# WORK TO DO:
Rewrite each of the items below with "Keypoint placement" changed to "Point marking" wherever it appears, keeping everything else the same.

# MATERIAL FOR THIS EXERCISE:

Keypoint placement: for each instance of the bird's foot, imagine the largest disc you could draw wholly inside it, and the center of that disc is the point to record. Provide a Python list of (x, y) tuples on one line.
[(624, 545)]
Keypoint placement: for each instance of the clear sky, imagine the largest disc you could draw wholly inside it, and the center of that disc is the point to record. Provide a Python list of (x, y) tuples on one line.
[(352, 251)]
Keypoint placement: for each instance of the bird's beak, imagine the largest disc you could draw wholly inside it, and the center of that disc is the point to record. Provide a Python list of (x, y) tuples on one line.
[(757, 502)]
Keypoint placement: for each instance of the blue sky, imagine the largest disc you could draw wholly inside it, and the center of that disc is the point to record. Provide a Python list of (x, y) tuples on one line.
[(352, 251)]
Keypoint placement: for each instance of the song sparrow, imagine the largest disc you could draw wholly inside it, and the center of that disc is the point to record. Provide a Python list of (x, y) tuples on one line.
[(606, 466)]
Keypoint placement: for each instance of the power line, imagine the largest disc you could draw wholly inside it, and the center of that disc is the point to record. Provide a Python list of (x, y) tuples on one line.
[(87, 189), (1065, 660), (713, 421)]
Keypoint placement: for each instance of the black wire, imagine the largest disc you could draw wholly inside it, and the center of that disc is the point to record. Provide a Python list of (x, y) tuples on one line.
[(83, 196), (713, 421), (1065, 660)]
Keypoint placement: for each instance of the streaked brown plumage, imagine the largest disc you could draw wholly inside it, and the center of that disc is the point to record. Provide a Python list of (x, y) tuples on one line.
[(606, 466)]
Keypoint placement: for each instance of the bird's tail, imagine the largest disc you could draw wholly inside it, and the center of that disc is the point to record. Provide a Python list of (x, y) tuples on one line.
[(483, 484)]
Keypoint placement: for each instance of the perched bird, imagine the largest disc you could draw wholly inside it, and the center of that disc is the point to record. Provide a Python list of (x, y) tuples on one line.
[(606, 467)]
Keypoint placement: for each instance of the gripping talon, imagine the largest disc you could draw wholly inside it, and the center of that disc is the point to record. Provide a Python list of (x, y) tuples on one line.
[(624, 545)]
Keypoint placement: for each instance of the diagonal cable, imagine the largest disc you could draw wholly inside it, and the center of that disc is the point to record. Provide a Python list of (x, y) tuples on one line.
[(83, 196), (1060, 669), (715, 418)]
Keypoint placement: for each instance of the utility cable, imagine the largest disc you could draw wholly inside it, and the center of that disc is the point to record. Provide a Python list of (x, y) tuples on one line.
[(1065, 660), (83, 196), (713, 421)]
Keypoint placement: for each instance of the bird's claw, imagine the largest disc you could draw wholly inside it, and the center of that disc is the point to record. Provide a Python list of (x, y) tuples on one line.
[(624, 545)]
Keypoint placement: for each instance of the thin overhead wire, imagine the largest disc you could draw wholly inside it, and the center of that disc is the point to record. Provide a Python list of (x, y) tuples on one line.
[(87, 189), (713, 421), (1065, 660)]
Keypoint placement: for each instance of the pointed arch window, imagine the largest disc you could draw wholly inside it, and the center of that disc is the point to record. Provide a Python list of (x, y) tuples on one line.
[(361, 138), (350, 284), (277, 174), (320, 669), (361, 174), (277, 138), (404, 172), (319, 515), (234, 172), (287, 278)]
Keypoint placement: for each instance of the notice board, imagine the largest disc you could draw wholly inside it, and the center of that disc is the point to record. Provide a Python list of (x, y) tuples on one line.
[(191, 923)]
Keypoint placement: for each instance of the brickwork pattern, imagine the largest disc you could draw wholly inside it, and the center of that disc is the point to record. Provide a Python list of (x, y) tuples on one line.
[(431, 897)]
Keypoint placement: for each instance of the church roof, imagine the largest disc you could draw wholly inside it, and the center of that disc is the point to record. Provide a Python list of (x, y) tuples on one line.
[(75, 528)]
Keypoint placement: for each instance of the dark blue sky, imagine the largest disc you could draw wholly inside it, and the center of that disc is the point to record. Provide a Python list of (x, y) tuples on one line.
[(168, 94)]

# WRITTEN REPLY:
Point marking: for each instance of the bird's foot, imagine the largest disc you could draw wholly inside it, and the center of that disc is the point to record. Provide a Python list of (x, y) tuples on one line.
[(624, 545)]
Point marking: for each instance of the clear sky, imagine the largest disc you could draw wholly inside it, and the center of that disc is the point to record. Provide a Python list of (x, y) tuples on one line.
[(352, 251)]
Point marking: for each instance of the bird's beak, imagine the largest disc you could draw wholly inside it, and the center of that disc is the point to record. Provide a Python list of (x, y) tuples on one line.
[(757, 502)]
Point marking: for each instance of the blue sky, imagine the largest disc you could draw wholly inside it, and the center of that disc is the point to record. Provide a Python list of (x, y) tuples on one line.
[(352, 251)]
Point marking: for each instance of the song sparrow, imagine the largest disc you could draw wholly inside it, and the center of that disc is the point to record. Provide a Python list of (x, y) tuples on one line.
[(606, 466)]
Point marking: for each instance of the power line, imagine the largest disc you could draw wholly inside it, and the center of that disc is the point to record. Provide a Python list of (x, y) tuples on one line.
[(87, 189), (1065, 660), (713, 421)]
Point marking: for each instance of the black wire, imagine the largest disc you could draw wholly inside it, and the center of that disc is the point to record. Provide a Python list of (x, y) tuples on one line.
[(83, 196), (713, 421), (1065, 660)]
Point marking: for each instance of the streaked brown plumage, imagine the largest disc you could draw wholly inside it, and the center of that disc is the point to record. Provide a Python list of (x, y) tuples on one line.
[(606, 466)]
Point marking: for each instance of the bird's tail, imagine the largest disc you could draw wholly inside it, and the center of that disc is the point to record. Provide a Python list of (x, y) tuples on one line.
[(483, 484)]
Point marking: for each instance of the perched bird, imagine the largest disc you could draw wholly inside it, and the center of that disc is the point to record. Provide a Python list of (x, y) tuples on one line.
[(606, 467)]
Point marking: for each instance of the gripping talon, imagine the largest disc you could draw wholly inside it, and the center of that disc is the point to record. Provide a Python list of (x, y) tuples on one line.
[(624, 545)]
Point marking: for each instance of the diagonal cable, imagine the largest disc you could draw wholly inside it, and the center of that disc is the point to record. Provide a Python list of (x, y) tuples on one line.
[(83, 196), (1060, 669), (715, 418)]
Point marking: for each instance of the utility cable, imagine the largest disc you could draw wholly inside it, and the center of that disc is the point to record. Provide a Python list of (x, y) tuples on one line.
[(1065, 660), (83, 196), (713, 421)]
Point marking: for each instance of the bird's claw, imagine the largest disc you could draw wholly inside it, and the center of that disc is the point to record. Provide a Python list of (x, y) tuples on one line.
[(624, 545)]
Point marking: for each instance of the thin overhead wire, imagine the largest disc you could draw wholly inside it, and the center of that disc is the point to record. Provide a Python list of (x, y) tuples on one line.
[(87, 189), (713, 421), (1065, 660)]
Point marking: for each instance of the pointed arch window, imagine the largest disc you could draw wholly inside it, and the center of that disc is the point to record. Provide a Python list of (x, y) tuples on one line.
[(361, 138), (350, 284), (277, 174), (320, 669), (361, 174), (277, 138), (404, 172), (319, 515), (234, 172), (287, 278)]
Point marking: for each instance of the notice board, imagine the largest disc you could draw wholly inside it, and the center of that disc is the point to record. Provide a Python list of (x, y) tuples on one line.
[(191, 923)]
Point marking: for each instance of the brickwork pattern, imagine the largest disc you could draw wholly inside it, and the center of that disc is the point to record. Provide a Python list of (x, y) tuples on one line.
[(431, 897)]
Point marking: for each instance of the church roof, imagine the largest disc you could draw wholly inside it, and the center of that disc is the point to record. Provide a Python list of (x, y) tuples on one line.
[(75, 528)]
Point marking: for each instance of the dark blue sky, imagine the largest disc you could draw wholly inside it, and the center of that disc is the point to record. Provide a Python list of (x, y) tuples on one line.
[(168, 94)]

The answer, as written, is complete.